— Task objective —
Using the records below, transcribe word for word the stretch from the line that contains "Point out the golden pie crust in this photo." through the line that contains "Point out the pie", both end lines included, and nothing else.

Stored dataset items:
########################################

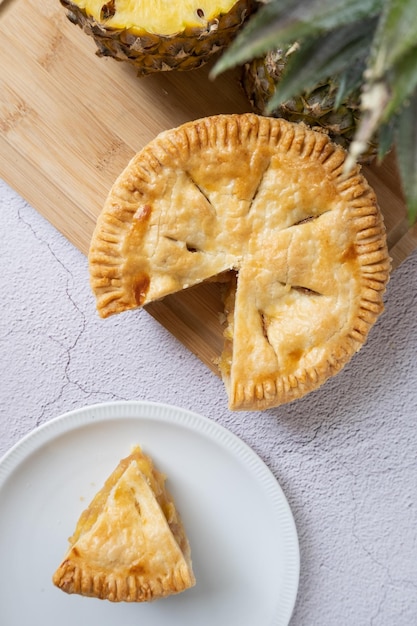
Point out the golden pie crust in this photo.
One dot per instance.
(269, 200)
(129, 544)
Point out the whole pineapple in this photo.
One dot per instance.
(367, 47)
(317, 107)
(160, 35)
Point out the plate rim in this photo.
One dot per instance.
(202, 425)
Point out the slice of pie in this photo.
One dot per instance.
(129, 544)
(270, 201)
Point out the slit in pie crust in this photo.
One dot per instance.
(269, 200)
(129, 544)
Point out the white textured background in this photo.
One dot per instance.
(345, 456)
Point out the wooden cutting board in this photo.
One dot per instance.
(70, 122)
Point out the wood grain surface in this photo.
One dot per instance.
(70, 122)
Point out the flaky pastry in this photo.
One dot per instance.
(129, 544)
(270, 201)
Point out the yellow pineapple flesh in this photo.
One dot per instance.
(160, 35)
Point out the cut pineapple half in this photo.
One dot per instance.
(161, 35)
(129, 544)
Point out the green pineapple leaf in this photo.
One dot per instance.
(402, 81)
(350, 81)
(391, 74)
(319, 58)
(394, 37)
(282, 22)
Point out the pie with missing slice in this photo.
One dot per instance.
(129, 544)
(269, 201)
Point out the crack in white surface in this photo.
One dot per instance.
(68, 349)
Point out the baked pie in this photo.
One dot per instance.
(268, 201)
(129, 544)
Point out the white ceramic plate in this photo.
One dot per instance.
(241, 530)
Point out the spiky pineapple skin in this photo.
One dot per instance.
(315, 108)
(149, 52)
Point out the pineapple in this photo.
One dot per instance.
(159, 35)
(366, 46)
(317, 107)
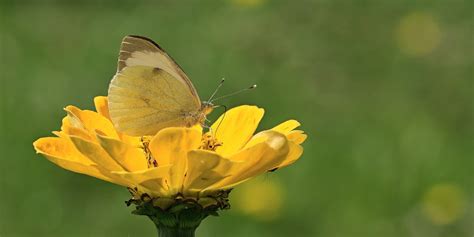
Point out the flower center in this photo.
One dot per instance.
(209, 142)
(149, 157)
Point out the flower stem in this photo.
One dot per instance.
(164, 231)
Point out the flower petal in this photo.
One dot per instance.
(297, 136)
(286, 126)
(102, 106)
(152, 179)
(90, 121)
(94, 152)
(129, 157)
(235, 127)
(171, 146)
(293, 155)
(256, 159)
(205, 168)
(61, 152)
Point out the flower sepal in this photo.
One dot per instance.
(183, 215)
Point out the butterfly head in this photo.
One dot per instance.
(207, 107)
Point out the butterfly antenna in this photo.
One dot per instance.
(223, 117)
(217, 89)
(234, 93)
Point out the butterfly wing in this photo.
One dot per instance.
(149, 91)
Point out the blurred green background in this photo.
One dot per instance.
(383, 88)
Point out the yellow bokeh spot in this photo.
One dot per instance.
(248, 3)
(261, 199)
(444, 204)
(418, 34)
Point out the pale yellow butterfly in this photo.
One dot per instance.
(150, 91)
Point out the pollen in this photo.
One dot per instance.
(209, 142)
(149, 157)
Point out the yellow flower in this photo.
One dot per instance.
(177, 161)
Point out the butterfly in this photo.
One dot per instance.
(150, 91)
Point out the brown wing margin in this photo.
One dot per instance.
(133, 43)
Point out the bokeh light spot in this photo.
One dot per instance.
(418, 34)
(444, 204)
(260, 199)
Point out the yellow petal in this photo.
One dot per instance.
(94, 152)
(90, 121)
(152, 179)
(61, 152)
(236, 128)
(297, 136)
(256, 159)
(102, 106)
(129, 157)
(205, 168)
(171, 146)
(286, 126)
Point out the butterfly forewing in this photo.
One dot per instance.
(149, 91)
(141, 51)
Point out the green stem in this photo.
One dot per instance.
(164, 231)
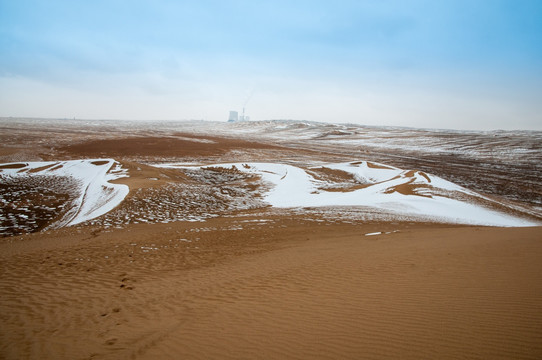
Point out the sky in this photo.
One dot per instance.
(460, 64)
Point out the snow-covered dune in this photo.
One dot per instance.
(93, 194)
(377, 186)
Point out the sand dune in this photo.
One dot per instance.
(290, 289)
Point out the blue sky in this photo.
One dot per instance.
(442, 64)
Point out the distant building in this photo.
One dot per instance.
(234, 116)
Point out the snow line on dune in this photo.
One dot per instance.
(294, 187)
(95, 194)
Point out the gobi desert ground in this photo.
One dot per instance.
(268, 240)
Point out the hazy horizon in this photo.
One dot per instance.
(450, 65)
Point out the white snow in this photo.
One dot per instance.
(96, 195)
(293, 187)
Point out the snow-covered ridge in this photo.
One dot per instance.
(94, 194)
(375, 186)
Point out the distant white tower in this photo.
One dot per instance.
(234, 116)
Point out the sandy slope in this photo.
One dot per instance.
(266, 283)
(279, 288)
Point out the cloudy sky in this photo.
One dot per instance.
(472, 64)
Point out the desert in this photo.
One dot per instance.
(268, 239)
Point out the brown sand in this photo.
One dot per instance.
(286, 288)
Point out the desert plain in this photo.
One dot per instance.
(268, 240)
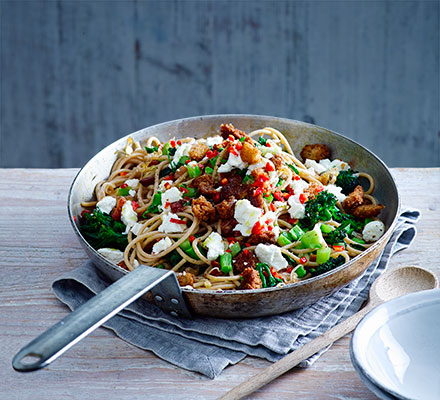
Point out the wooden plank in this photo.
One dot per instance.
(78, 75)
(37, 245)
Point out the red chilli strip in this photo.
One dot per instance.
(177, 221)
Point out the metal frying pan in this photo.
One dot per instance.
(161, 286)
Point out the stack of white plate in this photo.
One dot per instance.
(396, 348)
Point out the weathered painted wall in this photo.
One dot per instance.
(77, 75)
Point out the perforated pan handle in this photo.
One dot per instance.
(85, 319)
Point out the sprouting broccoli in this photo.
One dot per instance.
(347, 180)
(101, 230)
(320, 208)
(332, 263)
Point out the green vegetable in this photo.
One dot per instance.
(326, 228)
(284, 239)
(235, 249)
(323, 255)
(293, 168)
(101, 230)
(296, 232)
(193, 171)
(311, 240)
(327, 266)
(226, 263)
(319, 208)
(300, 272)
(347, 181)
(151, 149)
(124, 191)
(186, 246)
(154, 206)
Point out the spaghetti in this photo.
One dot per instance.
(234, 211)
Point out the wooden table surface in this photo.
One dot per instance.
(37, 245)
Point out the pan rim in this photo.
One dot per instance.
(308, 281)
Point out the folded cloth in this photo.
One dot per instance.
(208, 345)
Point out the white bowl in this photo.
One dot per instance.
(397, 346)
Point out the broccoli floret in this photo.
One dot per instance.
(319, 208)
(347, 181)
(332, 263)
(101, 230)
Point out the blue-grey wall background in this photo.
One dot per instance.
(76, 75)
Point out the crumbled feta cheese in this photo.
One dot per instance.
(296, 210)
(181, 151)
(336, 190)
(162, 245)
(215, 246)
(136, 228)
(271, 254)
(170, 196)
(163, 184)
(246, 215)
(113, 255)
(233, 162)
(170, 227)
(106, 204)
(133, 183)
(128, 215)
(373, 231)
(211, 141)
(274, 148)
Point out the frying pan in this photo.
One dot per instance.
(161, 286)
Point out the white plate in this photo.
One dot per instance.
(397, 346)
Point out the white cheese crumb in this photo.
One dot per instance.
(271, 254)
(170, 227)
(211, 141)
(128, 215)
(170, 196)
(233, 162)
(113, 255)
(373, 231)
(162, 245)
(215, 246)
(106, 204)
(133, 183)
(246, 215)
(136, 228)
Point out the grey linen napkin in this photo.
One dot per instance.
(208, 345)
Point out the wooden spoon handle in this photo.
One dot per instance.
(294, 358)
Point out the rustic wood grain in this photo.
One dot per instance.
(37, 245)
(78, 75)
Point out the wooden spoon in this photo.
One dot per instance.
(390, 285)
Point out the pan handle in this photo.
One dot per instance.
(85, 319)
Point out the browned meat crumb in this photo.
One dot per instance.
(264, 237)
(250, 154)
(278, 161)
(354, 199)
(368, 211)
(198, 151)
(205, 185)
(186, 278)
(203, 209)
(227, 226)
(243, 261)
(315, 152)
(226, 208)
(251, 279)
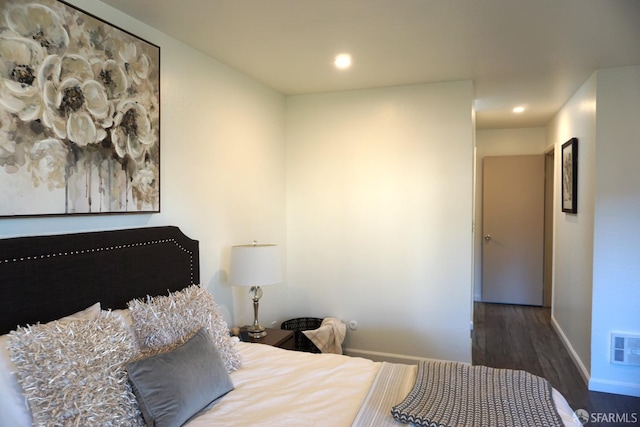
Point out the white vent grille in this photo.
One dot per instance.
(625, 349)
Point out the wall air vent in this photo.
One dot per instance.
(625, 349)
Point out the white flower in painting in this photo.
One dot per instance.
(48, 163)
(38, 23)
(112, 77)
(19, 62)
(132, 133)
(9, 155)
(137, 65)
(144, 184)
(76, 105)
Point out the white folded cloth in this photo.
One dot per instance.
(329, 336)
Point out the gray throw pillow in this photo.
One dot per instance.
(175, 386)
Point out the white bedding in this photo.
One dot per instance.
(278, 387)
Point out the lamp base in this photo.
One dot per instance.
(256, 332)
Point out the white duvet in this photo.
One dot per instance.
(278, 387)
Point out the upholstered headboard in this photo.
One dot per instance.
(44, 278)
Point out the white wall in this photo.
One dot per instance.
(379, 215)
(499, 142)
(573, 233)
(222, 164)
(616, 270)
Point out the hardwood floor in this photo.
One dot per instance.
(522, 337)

########################################

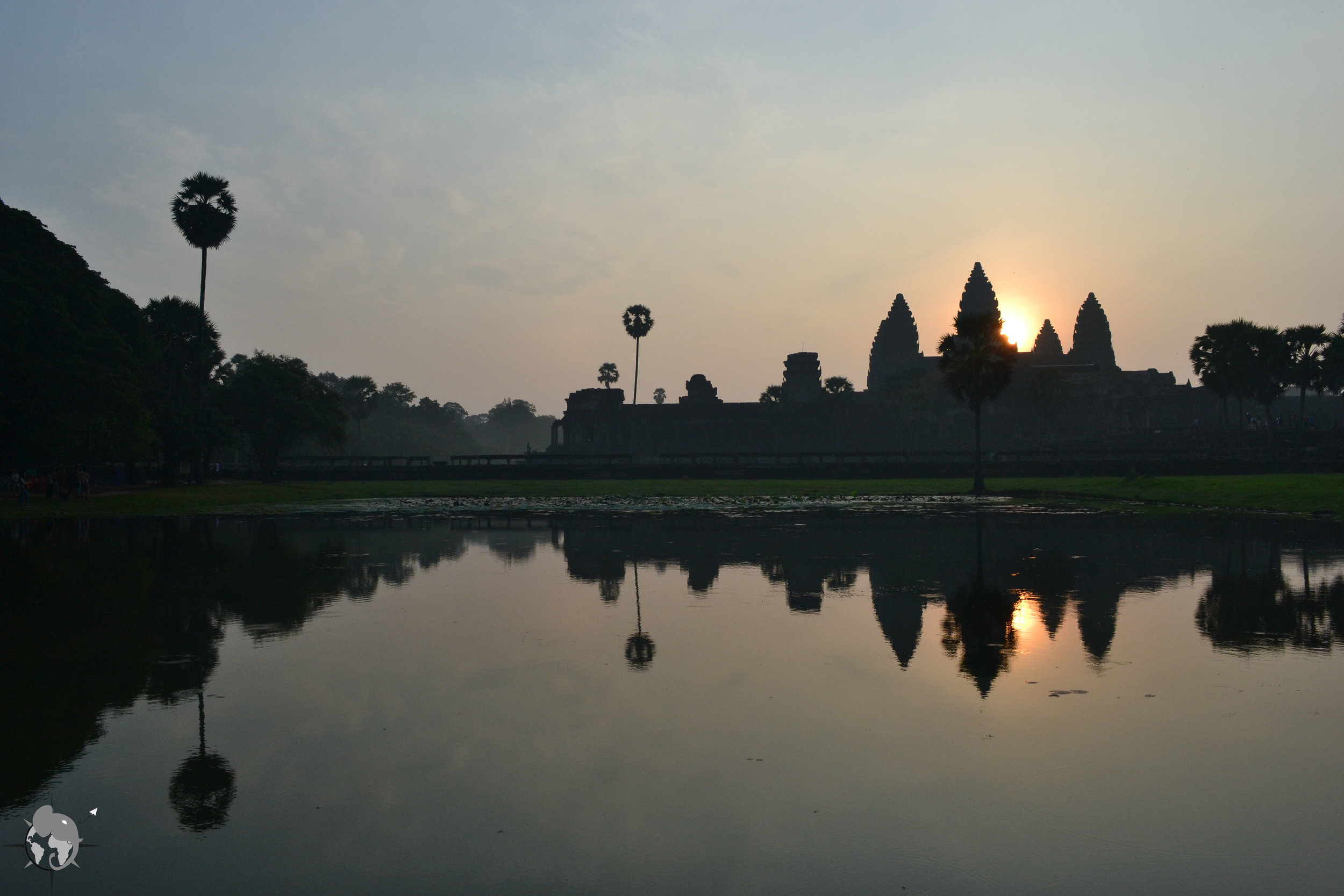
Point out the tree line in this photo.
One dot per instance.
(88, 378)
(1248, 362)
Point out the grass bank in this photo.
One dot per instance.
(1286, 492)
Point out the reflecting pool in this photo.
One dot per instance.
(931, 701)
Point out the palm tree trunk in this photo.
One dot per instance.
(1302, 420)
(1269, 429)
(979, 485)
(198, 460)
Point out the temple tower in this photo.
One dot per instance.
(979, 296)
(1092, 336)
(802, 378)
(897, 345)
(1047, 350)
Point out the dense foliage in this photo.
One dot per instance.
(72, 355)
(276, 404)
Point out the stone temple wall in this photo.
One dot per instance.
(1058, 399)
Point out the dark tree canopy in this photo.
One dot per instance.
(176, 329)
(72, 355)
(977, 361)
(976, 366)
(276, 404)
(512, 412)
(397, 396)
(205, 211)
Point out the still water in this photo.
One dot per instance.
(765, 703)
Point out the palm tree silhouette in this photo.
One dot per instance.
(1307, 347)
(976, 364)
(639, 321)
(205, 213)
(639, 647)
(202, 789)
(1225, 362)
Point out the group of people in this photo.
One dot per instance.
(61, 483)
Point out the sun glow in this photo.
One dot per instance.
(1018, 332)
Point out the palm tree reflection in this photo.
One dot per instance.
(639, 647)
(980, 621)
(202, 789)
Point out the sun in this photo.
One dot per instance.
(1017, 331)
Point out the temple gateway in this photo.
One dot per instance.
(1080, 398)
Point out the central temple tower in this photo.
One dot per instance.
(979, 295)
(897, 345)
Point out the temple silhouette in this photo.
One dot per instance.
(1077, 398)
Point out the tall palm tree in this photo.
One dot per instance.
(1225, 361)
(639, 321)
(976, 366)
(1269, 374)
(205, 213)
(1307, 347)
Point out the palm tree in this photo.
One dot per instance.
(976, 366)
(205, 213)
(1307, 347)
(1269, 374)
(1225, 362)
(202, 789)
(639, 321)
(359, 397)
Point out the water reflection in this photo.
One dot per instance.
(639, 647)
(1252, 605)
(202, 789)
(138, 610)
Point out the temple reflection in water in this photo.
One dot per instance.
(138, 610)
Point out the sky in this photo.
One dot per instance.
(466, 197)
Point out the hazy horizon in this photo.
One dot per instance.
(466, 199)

########################################

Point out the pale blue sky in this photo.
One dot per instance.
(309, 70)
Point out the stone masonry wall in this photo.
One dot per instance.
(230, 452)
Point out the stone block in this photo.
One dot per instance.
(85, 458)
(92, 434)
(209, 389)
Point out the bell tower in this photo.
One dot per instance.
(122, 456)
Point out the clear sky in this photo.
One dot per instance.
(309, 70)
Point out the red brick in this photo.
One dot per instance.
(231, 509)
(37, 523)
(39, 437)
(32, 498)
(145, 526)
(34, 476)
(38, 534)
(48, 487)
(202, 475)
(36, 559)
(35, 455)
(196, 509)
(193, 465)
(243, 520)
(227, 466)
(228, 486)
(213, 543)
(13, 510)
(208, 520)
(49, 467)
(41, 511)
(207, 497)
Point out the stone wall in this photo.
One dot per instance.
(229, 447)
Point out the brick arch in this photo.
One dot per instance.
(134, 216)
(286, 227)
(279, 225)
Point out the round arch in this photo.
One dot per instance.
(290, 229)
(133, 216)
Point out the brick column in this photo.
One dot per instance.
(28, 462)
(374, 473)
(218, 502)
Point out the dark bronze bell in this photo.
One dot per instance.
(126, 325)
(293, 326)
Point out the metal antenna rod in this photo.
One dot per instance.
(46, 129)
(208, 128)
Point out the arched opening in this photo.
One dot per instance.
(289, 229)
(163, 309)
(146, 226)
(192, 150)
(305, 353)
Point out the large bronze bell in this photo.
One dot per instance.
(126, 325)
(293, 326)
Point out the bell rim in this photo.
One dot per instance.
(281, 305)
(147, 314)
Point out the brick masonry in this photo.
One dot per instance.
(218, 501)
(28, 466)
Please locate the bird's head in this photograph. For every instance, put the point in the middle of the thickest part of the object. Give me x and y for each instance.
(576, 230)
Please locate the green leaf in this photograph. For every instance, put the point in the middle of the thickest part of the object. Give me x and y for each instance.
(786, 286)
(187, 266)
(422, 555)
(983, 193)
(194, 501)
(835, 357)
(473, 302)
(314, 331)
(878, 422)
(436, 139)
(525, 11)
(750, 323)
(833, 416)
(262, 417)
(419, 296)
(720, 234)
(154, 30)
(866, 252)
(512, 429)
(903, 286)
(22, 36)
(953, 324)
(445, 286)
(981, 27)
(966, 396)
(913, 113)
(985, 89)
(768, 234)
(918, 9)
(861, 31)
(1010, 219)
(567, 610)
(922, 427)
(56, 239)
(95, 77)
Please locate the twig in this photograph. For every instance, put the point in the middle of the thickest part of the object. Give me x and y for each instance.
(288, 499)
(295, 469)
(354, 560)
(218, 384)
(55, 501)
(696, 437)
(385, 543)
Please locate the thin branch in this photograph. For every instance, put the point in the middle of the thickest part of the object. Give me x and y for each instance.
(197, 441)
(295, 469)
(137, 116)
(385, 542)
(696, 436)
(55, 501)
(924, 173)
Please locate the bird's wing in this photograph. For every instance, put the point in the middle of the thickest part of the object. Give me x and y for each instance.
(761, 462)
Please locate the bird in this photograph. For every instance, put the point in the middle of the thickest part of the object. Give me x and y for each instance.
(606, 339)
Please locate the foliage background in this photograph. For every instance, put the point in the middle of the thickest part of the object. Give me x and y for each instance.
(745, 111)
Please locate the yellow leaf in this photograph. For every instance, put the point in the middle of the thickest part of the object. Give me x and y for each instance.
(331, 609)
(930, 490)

########################################

— Written solution —
Point out the golden pie crust in this photo.
One dot per instance.
(269, 200)
(129, 544)
Point out the whole pineapple in this photo.
One dot per instance.
(367, 47)
(317, 107)
(160, 35)
Point out the plate rim in this photo.
One dot per instance.
(202, 425)
Point out the slice of pie in this photo.
One dot per instance.
(129, 544)
(270, 201)
Point out the slit in pie crust in this photo.
One dot per instance.
(269, 200)
(129, 544)
Point out the white textured background in this photo.
One dot per instance.
(345, 456)
Point out the wooden cutting board in this photo.
One dot per instance.
(70, 122)
Point out the wood grain surface in this photo.
One dot per instance.
(70, 122)
Point out the flaky pastry in this photo.
One dot per instance.
(129, 544)
(270, 201)
Point out the yellow pineapple flesh in this photo.
One dot per instance.
(160, 35)
Point out the cut pineapple half in this photo.
One dot per instance.
(161, 35)
(129, 544)
Point out the green pineapple leaf in this photo.
One dot per instance.
(402, 81)
(350, 81)
(391, 74)
(319, 58)
(394, 37)
(282, 22)
Point out the pie with missing slice in this photo.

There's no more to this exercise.